- DIRECTIONS: All records should be reproduced verbatim.

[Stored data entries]
--- START ---
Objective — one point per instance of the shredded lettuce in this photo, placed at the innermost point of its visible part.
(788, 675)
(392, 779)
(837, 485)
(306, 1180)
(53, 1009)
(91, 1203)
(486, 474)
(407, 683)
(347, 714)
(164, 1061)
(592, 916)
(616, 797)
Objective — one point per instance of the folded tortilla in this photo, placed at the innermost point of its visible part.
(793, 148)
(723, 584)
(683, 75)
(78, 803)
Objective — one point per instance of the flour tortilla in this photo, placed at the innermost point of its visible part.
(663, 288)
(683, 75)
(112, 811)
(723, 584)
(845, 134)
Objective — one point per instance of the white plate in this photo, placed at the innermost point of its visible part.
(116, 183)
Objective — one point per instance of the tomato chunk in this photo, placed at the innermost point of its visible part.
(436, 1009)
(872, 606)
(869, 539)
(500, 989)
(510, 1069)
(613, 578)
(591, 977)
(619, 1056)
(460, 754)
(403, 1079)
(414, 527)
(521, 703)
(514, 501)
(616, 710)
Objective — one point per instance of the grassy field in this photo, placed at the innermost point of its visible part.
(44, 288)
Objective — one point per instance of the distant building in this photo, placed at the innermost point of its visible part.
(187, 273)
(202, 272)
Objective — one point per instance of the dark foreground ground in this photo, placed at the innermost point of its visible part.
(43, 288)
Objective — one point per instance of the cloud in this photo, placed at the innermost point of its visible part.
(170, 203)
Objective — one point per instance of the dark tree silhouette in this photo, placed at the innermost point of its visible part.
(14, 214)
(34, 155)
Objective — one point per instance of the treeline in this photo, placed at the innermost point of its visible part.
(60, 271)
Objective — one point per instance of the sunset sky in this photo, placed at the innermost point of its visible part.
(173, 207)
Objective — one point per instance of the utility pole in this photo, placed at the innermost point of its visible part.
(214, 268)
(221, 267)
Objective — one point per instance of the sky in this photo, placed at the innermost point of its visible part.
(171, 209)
--- END ---
- TASK SOLUTION:
Objective — one point per instance of the shredded lettuce in this photo, placed at the innermost point of its visible part.
(788, 675)
(392, 779)
(837, 485)
(306, 1180)
(53, 1009)
(91, 1203)
(486, 474)
(407, 683)
(347, 714)
(164, 1061)
(592, 916)
(616, 797)
Objective — one point per instance of the folded tortilla in this photo, placed at the innermost point of its visible part.
(793, 148)
(723, 584)
(683, 75)
(78, 803)
Objective — one point per instance of the flour tortilla in this photo, placed at the innermost point of its visible part.
(663, 288)
(683, 75)
(112, 811)
(723, 584)
(845, 134)
Objective — one point per instance of the white plate in this photo, placed at the innermost point of its visible part.
(116, 183)
Objective — one point per instance of the tomato chunk in this photo, placed at the innermost point of its visible part.
(436, 1009)
(872, 606)
(869, 539)
(500, 989)
(510, 1069)
(613, 578)
(591, 977)
(619, 1056)
(460, 754)
(403, 1079)
(414, 527)
(521, 703)
(514, 501)
(616, 710)
Objective — one point per instance of the grassy field in this photo, placed at the innermost point of its visible part.
(44, 288)
Objective — one point per instance of the distant building in this photo, placed at the innermost point of its visible part.
(187, 273)
(202, 272)
Objective — one point per instance of the dark foreground ground in this photo, placed at the innermost point of its visible part.
(43, 288)
Objective — one point per instance of the cloud in this photo, placed at the innermost point of its visible part.
(170, 203)
Objective — one point per instance of the dark tree silhouette in this photo, placed at the innermost point of its visible part.
(14, 214)
(34, 155)
Objective — one point per instance of the treeline in this photo, placed at the innermost point of its visible part.
(60, 271)
Objective — one point per instance of the sunset sky in this photo, placed at the innermost point of its visible part.
(173, 207)
Objective — one point per instance of the utility pole in this photo, placed at the innermost point of its visible part.
(214, 268)
(221, 267)
Objective — one point per instance of the sky in this photo, placed at the innermost point of its visible part.
(171, 209)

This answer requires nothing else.